- Supplied text
As November is American Diabetes Month, this health tip is the perfect opportunity to inform you all on what diabetes is, who it affects, what its symptoms are and how it can be treated. For at least 20 years, diabetes rates in North America have been increasing substantially. In 2005 there were about 20.8 million people with diabetes in the United States alone. According to the American Diabetes Association, there are about 6.2 million people undiagnosed and about 41 million people that would be considered prediabetic.
Do You Or A Loved One Have A Form Of Diabetes? Here’s The Lowdown…
Diabetes mellitus is a disorder of metabolism, most prominently carbohydrate metabolism. It is a disease characterized by persistent hyperglycemia (high glucose blood sugar) and is a metabolic disease that requires medical diagnosis, treatment and lifestyle changes. The World Health Organization recognizes three main forms of diabetes: type 1, type 2 and gestational diabetes (or type 3, occurring during pregnancy).

- Information given
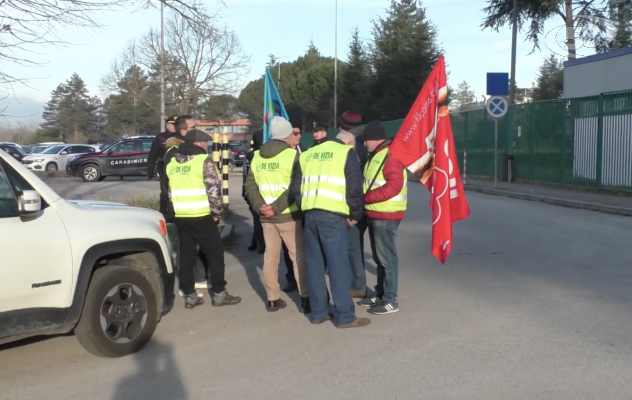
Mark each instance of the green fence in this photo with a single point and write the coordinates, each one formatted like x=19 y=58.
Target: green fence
x=582 y=142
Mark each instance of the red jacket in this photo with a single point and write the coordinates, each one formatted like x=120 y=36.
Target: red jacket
x=394 y=176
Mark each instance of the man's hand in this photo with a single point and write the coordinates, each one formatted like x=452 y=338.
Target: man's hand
x=265 y=210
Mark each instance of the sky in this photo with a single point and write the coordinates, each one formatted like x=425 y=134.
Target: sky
x=285 y=28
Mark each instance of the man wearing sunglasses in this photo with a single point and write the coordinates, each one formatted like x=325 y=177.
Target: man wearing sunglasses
x=267 y=188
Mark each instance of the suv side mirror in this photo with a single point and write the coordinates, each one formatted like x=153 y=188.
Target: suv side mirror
x=29 y=203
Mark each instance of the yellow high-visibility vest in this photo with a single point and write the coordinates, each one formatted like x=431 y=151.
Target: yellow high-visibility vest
x=188 y=191
x=324 y=185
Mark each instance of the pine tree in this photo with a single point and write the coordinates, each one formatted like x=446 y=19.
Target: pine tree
x=130 y=111
x=77 y=111
x=404 y=50
x=463 y=97
x=550 y=82
x=621 y=16
x=51 y=115
x=355 y=81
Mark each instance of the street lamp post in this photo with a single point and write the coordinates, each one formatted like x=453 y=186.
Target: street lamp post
x=514 y=38
x=162 y=67
x=336 y=69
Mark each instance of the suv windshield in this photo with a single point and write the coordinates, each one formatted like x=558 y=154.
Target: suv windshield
x=53 y=150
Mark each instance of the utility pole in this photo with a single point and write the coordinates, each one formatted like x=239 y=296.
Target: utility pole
x=162 y=67
x=336 y=69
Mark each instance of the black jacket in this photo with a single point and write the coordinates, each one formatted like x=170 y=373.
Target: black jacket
x=157 y=151
x=353 y=177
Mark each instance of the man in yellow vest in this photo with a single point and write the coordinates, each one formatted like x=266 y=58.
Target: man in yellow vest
x=385 y=204
x=267 y=187
x=328 y=186
x=195 y=191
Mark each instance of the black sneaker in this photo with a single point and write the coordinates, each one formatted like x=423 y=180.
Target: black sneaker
x=384 y=308
x=370 y=300
x=275 y=305
x=192 y=300
x=224 y=299
x=290 y=287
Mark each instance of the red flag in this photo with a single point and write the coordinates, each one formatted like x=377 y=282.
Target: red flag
x=424 y=144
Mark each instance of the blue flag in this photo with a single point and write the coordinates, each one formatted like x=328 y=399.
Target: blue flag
x=272 y=105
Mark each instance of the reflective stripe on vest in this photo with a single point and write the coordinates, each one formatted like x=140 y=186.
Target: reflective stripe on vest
x=324 y=186
x=395 y=203
x=274 y=175
x=188 y=191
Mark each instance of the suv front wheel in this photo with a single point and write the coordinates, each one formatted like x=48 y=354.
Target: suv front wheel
x=90 y=173
x=119 y=314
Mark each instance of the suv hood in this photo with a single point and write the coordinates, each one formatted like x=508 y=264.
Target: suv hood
x=98 y=203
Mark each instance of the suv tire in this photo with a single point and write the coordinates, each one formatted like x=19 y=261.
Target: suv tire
x=90 y=173
x=119 y=314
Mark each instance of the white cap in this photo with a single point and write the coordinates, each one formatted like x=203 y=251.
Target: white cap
x=280 y=128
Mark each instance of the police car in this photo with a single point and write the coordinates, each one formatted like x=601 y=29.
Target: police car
x=126 y=157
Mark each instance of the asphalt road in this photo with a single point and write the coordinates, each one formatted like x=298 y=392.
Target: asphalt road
x=534 y=303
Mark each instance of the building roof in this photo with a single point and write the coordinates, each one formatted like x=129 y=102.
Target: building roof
x=238 y=122
x=598 y=57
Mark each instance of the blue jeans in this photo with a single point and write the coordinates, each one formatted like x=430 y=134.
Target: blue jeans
x=327 y=241
x=356 y=255
x=383 y=235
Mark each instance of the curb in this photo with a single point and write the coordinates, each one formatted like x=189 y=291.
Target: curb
x=228 y=232
x=555 y=201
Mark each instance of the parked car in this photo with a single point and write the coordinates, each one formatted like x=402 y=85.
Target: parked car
x=101 y=270
x=126 y=157
x=56 y=157
x=16 y=151
x=231 y=157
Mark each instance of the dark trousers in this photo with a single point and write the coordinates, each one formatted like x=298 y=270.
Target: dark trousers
x=356 y=255
x=327 y=243
x=165 y=204
x=257 y=235
x=200 y=231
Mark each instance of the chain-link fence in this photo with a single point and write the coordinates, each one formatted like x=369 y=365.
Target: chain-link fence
x=583 y=142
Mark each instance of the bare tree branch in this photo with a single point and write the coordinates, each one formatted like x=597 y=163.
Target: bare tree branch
x=26 y=25
x=202 y=59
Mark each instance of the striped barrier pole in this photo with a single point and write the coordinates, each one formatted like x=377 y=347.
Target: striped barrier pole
x=216 y=147
x=464 y=165
x=225 y=161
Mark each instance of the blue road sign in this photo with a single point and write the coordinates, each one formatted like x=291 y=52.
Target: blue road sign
x=497 y=106
x=497 y=84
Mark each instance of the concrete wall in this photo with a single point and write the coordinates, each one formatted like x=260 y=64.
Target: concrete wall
x=591 y=76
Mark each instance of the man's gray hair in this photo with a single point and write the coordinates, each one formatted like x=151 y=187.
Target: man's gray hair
x=346 y=137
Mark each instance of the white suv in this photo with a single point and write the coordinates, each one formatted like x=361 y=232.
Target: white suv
x=56 y=157
x=101 y=269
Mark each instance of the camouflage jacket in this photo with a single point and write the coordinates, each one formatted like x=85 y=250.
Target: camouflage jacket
x=212 y=181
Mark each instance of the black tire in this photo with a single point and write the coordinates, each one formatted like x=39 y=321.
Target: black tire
x=109 y=293
x=90 y=173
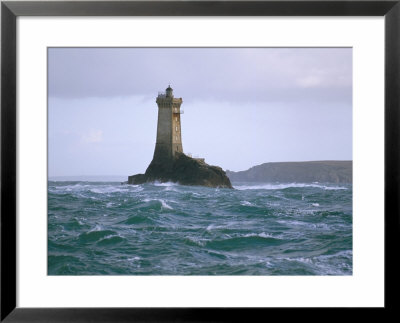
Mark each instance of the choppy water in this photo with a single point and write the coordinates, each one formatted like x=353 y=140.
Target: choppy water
x=167 y=229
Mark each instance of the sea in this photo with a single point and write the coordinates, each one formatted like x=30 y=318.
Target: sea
x=107 y=228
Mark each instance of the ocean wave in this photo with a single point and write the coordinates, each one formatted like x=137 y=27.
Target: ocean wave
x=284 y=186
x=161 y=201
x=164 y=184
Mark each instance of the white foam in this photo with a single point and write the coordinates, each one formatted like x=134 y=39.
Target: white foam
x=287 y=185
x=164 y=184
x=261 y=235
x=165 y=205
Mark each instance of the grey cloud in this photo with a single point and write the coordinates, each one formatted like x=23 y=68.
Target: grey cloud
x=242 y=74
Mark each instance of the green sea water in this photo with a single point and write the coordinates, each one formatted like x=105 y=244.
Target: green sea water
x=105 y=228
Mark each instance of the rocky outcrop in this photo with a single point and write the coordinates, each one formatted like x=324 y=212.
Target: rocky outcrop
x=184 y=170
x=328 y=171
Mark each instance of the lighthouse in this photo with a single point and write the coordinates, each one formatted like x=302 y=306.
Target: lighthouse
x=169 y=137
x=169 y=163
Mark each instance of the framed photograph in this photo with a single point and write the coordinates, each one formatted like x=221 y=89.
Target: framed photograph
x=182 y=160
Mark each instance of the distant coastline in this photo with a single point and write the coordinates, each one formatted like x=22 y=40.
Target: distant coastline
x=327 y=171
x=88 y=178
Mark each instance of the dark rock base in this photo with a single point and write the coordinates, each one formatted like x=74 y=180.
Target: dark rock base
x=184 y=170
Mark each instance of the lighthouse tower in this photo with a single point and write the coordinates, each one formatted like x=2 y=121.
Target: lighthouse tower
x=169 y=139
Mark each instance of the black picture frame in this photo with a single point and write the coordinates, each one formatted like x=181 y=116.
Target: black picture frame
x=10 y=10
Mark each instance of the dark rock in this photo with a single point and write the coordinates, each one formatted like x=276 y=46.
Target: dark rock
x=184 y=170
x=328 y=171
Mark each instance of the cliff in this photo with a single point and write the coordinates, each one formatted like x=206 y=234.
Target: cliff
x=297 y=172
x=184 y=170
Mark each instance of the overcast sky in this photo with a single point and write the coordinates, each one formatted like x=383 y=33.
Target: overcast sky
x=242 y=106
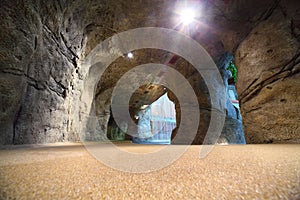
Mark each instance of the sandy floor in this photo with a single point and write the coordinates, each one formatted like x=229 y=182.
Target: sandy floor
x=228 y=172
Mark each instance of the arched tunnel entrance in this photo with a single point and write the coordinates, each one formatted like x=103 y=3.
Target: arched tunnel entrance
x=104 y=126
x=154 y=114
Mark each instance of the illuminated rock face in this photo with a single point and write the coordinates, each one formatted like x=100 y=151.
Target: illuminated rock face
x=42 y=81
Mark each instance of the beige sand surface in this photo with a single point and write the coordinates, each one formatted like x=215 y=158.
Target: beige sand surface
x=228 y=172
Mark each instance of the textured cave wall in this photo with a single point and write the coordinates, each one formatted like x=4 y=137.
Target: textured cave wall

- Exercise tasks
- A) In the diabetes health tip, rewrite the paragraph beginning "Diabetes mellitus is a disorder of metabolism" as a bulleted list, keeping its main facts.
- B) According to the diabetes health tip, about how many people in the United States had diabetes in 2005?
- C) Write the next part of the diabetes health tip, picking up after its final sentence.

- Answers in order
- A)
- Diabetes mellitus is a disorder of metabolism, most prominently carbohydrate metabolism.
- It is characterized by persistent hyperglycemia (high blood sugar).
- It is a metabolic disease that requires medical diagnosis, treatment and lifestyle changes.
- The World Health Organization recognizes three main forms: type 1, type 2 and gestational diabetes (also called type 3, occurring during pregnancy).

- B) About 20.8 million.

- C)
Since the first therapeutic use of insulin 1921, diabetes has been a treatable but chronic condition, and the main risks to health are its characteristic long-term complications. These include cardiovascular disease (doubled risk), chronic renal failure (it is the main cause for dialysis in developed world adults), retinal damage which can lead to blindness. Diabetes is the most significant cause of adult blindness in the non-elderly in the developed world. It also causes nerve damage, erectile dysfunction (impotence) and gangrene with risk of amputation of toes, feet, and even legs.
Both type 1 and type 2 diabetes are at least partly inherited. Type 1 diabetes appears to be triggered by some (mainly viral) infections, or in a less common group, by stress or environmental factors (such as exposure to certain chemicals or drugs). There is a genetic element in individual susceptibility to some of these triggers which has been traced to particular HLA genotypes (i.e. genetic “self” identifiers used by the immune system).
The classical triad of diabetes symptoms is polyuria (frequent urination), polydipsia (increased thirst, and consequent increased fluid intake) and polyphagia (increased appetite). These symptoms may develop quite fast in type 1, particularly in children (weeks or months), but may be subtle or completely absent – as well as developing much more slowly – in type 2. In type 1 there may also be weight loss (despite normal or increased eating), increased appetite, and irreducible fatigue. These symptoms may also manifest in type 2 diabetes in patients whose diabetes is poorly controlled.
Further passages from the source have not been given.